◆ WORK REQUIRED
Look below for the line containing "Mark the roof"; from there, print each line exactly up to and including the line containing "Mark the tree", and stop.

DATA TO USE Block Start

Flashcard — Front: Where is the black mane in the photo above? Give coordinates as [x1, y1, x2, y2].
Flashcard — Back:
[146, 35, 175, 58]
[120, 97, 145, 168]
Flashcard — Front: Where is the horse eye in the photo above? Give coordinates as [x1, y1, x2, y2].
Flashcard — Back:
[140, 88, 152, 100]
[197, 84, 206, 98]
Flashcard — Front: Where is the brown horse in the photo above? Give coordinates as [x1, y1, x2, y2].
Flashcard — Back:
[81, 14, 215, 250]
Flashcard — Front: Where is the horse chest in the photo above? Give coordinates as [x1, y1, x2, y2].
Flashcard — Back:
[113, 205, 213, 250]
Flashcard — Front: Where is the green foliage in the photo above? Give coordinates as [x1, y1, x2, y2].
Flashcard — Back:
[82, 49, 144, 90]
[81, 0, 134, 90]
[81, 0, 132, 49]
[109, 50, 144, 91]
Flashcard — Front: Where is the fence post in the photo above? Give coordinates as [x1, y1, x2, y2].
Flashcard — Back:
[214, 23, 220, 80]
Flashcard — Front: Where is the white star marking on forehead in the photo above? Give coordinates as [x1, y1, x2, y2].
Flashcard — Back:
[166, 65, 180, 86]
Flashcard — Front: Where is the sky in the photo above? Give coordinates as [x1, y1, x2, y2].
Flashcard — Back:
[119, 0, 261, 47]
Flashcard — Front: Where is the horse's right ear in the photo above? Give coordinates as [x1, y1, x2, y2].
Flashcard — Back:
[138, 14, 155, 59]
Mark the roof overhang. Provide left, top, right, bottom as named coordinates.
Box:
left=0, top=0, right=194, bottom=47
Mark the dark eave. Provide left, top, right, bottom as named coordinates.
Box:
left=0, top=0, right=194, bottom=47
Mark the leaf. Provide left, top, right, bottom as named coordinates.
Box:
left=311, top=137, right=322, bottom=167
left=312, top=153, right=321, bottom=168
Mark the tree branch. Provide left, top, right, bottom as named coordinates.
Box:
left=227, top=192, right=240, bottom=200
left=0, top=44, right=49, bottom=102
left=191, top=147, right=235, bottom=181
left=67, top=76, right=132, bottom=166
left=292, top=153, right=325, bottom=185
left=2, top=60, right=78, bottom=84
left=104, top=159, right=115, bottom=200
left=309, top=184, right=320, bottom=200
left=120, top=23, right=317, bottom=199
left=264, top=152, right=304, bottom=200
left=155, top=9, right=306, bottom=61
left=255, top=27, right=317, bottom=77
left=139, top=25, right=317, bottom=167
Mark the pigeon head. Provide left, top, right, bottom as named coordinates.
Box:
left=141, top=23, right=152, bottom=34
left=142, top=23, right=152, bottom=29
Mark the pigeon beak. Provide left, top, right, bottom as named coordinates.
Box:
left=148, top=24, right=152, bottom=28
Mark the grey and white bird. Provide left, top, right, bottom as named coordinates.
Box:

DATA TO USE Block End

◆ OUTPUT FOR THIS EXERCISE
Mark the roof overhang. Provide left, top, right, bottom as named coordinates.
Box:
left=0, top=0, right=194, bottom=47
Mark the dark eave. Provide left, top, right, bottom as named coordinates.
Box:
left=0, top=0, right=194, bottom=47
Mark the leaf. Provide left, top, right, bottom as named coordinates.
Box:
left=311, top=137, right=322, bottom=167
left=312, top=153, right=321, bottom=168
Mark the tree branch. Provide left, top, right, bottom as named coordinates.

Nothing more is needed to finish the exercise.